- Opening Delimiter -

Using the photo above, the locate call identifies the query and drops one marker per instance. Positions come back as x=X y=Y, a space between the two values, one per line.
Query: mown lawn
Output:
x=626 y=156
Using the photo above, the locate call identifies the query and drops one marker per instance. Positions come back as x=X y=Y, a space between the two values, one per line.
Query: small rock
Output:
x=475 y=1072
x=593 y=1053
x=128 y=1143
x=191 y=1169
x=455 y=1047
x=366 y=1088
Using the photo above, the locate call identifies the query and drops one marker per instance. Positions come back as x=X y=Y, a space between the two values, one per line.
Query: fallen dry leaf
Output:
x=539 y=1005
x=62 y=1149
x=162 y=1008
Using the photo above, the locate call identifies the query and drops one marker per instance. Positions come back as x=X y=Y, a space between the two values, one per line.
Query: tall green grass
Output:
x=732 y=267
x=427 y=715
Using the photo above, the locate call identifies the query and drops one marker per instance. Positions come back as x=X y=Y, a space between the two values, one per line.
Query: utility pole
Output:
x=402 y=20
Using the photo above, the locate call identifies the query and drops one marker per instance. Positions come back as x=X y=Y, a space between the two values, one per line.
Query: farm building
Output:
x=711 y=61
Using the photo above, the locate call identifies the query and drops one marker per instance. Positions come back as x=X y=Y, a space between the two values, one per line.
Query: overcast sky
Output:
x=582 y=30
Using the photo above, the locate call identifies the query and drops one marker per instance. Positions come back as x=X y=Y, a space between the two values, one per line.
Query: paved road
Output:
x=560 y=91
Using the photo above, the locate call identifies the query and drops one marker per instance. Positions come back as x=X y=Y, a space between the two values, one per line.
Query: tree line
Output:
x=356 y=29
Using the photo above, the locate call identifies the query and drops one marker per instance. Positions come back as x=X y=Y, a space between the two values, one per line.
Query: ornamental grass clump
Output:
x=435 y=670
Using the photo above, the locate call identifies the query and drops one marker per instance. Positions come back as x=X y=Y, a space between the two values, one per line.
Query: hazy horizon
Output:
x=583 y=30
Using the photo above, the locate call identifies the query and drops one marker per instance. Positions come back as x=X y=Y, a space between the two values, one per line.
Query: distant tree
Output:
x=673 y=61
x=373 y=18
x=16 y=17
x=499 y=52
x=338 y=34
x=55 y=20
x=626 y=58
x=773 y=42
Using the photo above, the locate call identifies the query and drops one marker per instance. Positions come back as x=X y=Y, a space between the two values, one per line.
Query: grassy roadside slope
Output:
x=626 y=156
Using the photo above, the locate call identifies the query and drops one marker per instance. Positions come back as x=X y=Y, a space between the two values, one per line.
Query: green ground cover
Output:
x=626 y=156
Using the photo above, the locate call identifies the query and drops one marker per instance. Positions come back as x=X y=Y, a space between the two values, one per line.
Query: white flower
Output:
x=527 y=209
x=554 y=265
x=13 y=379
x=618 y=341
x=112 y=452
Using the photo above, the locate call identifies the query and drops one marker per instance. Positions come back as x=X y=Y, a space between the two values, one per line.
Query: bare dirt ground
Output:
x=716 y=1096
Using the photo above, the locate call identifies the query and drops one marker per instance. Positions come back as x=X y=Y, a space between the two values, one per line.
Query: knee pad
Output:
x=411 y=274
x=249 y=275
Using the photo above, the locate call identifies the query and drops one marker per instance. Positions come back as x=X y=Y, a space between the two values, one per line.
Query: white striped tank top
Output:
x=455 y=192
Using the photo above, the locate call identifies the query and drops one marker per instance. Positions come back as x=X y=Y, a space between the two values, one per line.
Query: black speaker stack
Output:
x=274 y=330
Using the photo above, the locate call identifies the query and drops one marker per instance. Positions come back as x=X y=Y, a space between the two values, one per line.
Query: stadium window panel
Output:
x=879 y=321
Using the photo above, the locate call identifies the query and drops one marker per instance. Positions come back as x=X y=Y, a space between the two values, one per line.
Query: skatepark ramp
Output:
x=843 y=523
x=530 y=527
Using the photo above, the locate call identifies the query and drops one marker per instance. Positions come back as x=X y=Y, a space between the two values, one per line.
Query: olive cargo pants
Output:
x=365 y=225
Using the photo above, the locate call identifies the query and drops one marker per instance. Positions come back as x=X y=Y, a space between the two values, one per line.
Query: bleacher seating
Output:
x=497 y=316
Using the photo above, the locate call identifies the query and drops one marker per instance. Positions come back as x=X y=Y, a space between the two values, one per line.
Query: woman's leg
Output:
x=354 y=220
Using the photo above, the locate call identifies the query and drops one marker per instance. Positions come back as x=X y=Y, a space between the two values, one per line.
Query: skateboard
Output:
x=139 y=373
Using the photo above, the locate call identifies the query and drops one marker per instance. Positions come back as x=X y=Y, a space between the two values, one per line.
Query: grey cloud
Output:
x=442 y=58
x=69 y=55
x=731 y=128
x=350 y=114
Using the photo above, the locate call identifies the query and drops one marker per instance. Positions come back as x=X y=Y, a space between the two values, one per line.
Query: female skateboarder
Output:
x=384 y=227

- Closing Delimiter -

### WORK INSTRUCTIONS
Transcribe every entry in the listing, word for word.

### ANSWER
Using the photo above, the locate call identifies the query and drops one marker per instance. Positions come back as x=X y=Y, a space between the two values, one per line.
Query: mown lawn
Output:
x=626 y=156
Using the photo above, the locate call identifies the query and drops one marker per instance. Positions come back as x=X y=Y, a space between the two values, one per line.
Query: small rock
Output:
x=475 y=1072
x=593 y=1053
x=128 y=1143
x=191 y=1169
x=455 y=1047
x=366 y=1088
Using the photo above, the locate call identifies the query and drops one marker per instance. Positions come back as x=X y=Y, a space between the two values, one per line.
Query: fallen dry leaf
Output:
x=539 y=1005
x=62 y=1149
x=162 y=1008
Using the photo above, the locate call identifies the query and drops one marker per instance. Positions come back as x=X y=Y, a space between the two values, one per line.
Query: tall green grass
Output:
x=732 y=267
x=427 y=715
Using the photo above, the locate call identifies the query and drops one marker per instance. Positions come back as x=X y=Y, a space between the two values, one per line.
Query: utility pole
Output:
x=402 y=20
Using the photo above, the locate call identifies the query and drops one marker per instance. Positions come back as x=X y=Y, a space between the two values, one per line.
Query: farm building
Output:
x=711 y=61
Using the photo above, the locate call identifies the query and drops one marker per instance. Positions come back as x=X y=Y, a space between the two values, one per line.
Query: overcast sky
Output:
x=582 y=30
Using the photo above, the locate call identifies the query and drops one marker per instance. Positions come back as x=X y=Y, a space between the two values, one per line.
Query: paved road
Output:
x=560 y=91
Using the photo above, the locate call identifies the query and drops one marker per instance. Positions come back as x=X y=Y, a space between the two values, one per line.
Query: tree line
Output:
x=356 y=29
Using the photo above, the locate call identifies the query and drops one marker per instance. Positions come back as x=X y=Y, a space between the two values, one per line.
Query: ornamental grass clump
Output:
x=435 y=670
Using the photo above, the locate call identifies the query and drops one marker per instance. Positions come back as x=X y=Y, a space between the two values, one per line.
Query: hazy horizon
Output:
x=583 y=30
Using the photo above, the locate call identifies the query and drops one marker per instance. Positions come back as x=X y=Y, a space between the two values, one per line.
Query: distant tree
Output:
x=673 y=61
x=373 y=18
x=16 y=17
x=499 y=52
x=338 y=34
x=55 y=20
x=626 y=58
x=773 y=42
Using the photo above, the locate call identifies the query and drops one marker per instance. Positions come back as x=X y=Y, a space between the two values, one per line.
Query: grassy roadside slope
Output:
x=626 y=156
Using the photo above, the locate call identifies the query and drops one marker per instance. Positions come back as x=X y=Y, a space between the two values, one per line.
Query: green ground cover
Output:
x=626 y=156
Using the photo above, the locate call identifies the query and drops one marker per instance. Positions come back as x=X y=Y, a space between the two values, one per line.
Query: white flower
Output:
x=527 y=209
x=554 y=265
x=13 y=379
x=618 y=341
x=112 y=452
Using the photo above, the locate call identifies the query and drops one marker per instance. Positions come back as x=X y=Y, a space between the two values, one per line.
Query: bare dirt ground
Output:
x=716 y=1096
Using the photo above, the locate call identifies the query and drops one marker per instance. Positions come back as x=X y=Y, a space between the two values, one per line.
Query: knee pad
Output:
x=411 y=274
x=249 y=275
Using the photo above, the locate call identifies the query and drops one marker per instance. Positions come back as x=X y=Y, a space between the two values, one per line.
Query: white striped tank top
Output:
x=455 y=192
Using the photo above, the locate call identifies the query and drops one marker per instance. Positions come back as x=X y=Y, a space between the two values, one per line.
Query: black speaker stack
Output:
x=274 y=330
Using the photo above, the locate call identifies the query and drops one marker per instance. Positions come back as x=X y=Y, a space between the two values, one per line.
Query: stadium window panel
Output:
x=879 y=321
Using the photo above, the locate call identifies the query and drops one marker per instance. Positions come back as x=X y=Y, a space between the two values, one per line.
Query: skatepark ramp
Output:
x=843 y=523
x=530 y=527
Using the photo above, the locate call identifies the query and drops one marker per instance. Positions come back as x=X y=Y, a space between the two values, one per line.
Query: olive cargo pants
Output:
x=365 y=225
Using the photo above, the locate call identifies the query and drops one marker per instance. Positions come back as x=X y=Y, a space between the two values, one per line.
Query: bleacher seating
Output:
x=497 y=316
Using the photo above, the locate call identifies the query and drops one marker per instance. Positions come back as x=X y=Y, a space between the two values, one per line.
Query: woman's leg
Output:
x=354 y=220
Using the photo above, the locate call identifies the query and drops one marker per instance. Positions come back as x=X y=Y, a space between the two values, one per line.
Query: skateboard
Output:
x=139 y=373
Using the photo above, the locate call identifies the query and drops one marker per instance. Positions come back as x=X y=Y, a space between the two values, one per line.
Query: grey cloud
Output:
x=442 y=58
x=69 y=55
x=731 y=128
x=350 y=114
Using the photo above, the locate call identifies the query and drops one marker per instance. Positions come back as x=X y=Y, a space between the two values, one per line.
Query: female skateboarder
Output:
x=384 y=227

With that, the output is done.